Scale the material starting at the line containing "region? worker in yellow raincoat" and ending at the line containing "[272,44,351,169]", and rewrite only those lines, including the requests. Multiply every box coordinate in the answers by 2.2 and round each to a whole number, rounding halves up.

Begin Exercise materials

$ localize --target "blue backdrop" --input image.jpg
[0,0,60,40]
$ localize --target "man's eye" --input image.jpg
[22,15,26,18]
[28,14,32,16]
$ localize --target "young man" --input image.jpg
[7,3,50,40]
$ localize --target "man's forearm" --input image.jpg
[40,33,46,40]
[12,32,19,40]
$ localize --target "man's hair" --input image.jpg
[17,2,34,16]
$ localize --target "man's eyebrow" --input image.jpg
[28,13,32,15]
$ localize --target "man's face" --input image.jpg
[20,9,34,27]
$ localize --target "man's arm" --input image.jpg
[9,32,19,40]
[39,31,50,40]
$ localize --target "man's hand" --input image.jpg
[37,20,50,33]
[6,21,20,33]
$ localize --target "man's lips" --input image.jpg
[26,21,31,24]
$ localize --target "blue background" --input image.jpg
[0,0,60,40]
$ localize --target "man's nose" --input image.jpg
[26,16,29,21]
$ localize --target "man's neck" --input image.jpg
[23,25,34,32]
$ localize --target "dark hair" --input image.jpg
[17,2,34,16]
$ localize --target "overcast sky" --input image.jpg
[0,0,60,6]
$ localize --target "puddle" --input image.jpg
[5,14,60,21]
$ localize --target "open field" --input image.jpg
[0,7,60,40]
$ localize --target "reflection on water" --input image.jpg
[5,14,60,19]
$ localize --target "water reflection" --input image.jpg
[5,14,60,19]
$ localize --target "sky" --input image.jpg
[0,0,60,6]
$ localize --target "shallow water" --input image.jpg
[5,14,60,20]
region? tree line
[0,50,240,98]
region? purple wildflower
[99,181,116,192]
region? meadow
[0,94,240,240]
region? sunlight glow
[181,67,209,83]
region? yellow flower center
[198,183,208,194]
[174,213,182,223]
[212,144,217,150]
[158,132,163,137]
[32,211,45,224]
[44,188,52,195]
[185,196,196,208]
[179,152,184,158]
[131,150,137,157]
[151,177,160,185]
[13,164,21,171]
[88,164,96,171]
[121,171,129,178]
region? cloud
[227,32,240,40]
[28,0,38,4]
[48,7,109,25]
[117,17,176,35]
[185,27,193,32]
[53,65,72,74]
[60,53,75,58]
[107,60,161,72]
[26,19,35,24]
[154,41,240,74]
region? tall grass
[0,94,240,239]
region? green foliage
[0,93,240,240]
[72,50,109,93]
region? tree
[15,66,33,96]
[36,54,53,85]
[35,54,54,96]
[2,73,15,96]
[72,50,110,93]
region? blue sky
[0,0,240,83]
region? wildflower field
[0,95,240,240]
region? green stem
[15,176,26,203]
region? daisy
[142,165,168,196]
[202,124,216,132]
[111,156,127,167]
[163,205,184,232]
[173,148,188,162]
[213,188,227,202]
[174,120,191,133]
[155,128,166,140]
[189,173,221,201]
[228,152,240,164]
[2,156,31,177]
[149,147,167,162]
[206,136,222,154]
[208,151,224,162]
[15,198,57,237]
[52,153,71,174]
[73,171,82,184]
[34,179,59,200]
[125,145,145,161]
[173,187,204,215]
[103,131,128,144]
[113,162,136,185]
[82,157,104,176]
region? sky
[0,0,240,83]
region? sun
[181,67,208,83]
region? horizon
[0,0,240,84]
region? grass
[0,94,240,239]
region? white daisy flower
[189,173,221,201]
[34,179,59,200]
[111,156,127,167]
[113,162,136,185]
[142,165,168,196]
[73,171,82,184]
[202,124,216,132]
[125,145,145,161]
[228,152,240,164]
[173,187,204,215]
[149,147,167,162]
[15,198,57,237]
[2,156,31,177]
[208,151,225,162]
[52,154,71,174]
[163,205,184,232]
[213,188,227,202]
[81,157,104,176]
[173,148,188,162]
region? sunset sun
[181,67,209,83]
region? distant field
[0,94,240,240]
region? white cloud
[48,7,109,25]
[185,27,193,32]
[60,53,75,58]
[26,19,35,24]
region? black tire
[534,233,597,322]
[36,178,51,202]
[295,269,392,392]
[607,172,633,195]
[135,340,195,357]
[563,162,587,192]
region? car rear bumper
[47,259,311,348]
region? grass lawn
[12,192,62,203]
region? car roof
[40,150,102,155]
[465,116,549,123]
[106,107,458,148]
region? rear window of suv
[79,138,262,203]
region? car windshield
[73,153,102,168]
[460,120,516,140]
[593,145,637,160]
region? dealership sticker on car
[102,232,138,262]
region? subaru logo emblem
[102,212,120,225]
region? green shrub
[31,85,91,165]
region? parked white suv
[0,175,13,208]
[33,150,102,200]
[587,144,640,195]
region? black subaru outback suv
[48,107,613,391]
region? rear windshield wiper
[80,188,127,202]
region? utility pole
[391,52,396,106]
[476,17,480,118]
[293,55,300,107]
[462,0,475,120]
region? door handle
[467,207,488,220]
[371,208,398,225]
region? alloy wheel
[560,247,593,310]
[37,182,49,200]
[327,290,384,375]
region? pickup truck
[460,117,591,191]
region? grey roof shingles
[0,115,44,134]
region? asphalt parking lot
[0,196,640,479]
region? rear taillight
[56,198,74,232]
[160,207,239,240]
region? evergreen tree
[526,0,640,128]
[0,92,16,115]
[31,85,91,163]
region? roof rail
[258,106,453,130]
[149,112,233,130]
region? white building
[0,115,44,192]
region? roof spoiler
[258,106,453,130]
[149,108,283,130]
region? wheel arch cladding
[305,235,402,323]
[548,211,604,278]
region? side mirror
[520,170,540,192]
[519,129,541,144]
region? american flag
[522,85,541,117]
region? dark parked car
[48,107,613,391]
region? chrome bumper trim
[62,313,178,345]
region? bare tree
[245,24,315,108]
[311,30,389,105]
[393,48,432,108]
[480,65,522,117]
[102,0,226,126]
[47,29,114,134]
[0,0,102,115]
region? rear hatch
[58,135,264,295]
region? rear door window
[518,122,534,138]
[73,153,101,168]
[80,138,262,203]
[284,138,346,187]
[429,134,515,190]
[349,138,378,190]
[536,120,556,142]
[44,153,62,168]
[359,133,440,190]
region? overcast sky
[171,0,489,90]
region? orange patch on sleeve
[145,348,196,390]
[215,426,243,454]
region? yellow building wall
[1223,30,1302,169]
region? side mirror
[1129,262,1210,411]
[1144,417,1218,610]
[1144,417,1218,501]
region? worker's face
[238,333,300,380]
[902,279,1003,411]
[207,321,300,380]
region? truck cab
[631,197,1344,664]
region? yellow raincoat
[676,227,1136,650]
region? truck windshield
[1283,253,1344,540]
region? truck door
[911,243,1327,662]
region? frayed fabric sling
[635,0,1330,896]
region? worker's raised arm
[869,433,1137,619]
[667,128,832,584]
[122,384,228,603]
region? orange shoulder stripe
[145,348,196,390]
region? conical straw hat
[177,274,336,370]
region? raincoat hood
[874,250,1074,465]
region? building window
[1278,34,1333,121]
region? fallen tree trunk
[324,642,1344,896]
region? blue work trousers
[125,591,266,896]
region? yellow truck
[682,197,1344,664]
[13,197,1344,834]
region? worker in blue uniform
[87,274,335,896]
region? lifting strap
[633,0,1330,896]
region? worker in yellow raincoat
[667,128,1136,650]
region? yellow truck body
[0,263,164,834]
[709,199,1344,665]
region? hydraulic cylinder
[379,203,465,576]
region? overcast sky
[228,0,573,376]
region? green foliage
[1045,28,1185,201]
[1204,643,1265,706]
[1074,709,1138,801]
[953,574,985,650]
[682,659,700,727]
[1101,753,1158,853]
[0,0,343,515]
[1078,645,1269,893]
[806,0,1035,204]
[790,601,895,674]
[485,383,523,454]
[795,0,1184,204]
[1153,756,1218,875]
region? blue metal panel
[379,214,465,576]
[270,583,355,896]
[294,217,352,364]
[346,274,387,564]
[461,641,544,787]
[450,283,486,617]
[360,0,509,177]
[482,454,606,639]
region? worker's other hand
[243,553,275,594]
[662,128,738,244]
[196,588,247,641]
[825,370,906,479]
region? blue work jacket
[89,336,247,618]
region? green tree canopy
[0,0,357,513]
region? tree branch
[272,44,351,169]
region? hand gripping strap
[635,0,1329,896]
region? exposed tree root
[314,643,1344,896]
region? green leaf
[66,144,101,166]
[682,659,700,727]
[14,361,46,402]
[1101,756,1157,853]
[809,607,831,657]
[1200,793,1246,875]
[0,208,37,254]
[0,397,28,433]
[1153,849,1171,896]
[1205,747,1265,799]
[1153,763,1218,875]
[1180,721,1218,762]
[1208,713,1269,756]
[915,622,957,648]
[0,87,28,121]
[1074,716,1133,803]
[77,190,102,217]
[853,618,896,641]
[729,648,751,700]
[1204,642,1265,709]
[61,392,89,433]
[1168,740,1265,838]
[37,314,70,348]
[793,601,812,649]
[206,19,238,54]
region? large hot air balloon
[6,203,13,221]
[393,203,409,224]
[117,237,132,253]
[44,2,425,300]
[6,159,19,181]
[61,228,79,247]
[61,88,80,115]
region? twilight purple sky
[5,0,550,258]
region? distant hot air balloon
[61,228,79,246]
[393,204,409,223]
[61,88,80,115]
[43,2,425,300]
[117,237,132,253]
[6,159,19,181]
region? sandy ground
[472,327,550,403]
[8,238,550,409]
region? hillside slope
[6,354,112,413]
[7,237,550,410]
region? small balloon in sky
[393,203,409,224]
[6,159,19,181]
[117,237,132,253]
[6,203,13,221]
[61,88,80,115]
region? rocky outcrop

End Exercise materials

▶ Complete response
region? worker in yellow raincoat
[1467,282,2499,1430]
region? yellow truck body
[0,579,361,1835]
[1560,438,2957,1463]
region? hydraulic cylinder
[834,447,1023,1267]
region? overcast sky
[502,0,1261,827]
region? green foliage
[2299,62,2607,442]
[2649,1415,2783,1553]
[2363,1560,2504,1762]
[2097,1263,2167,1430]
[1500,1450,1540,1599]
[2422,1657,2548,1877]
[0,0,755,1133]
[2372,1419,2792,1965]
[1773,0,2277,449]
[1738,1322,1969,1483]
[1067,843,1151,999]
[1749,0,2605,449]
[2537,1663,2680,1925]
region? blue metal panel
[834,471,1023,1267]
[594,1283,781,1971]
[647,477,774,801]
[761,603,851,1241]
[1014,1410,1197,1731]
[990,623,1069,1357]
[792,0,1120,389]
[1060,999,1333,1406]
region? worker's other hand
[535,1217,605,1307]
[1456,282,1624,537]
[431,1294,543,1410]
[1815,814,1993,1054]
region? blue work jacket
[196,739,543,1360]
region? green tree canopy
[0,0,785,1129]
region? tree branch
[598,97,772,372]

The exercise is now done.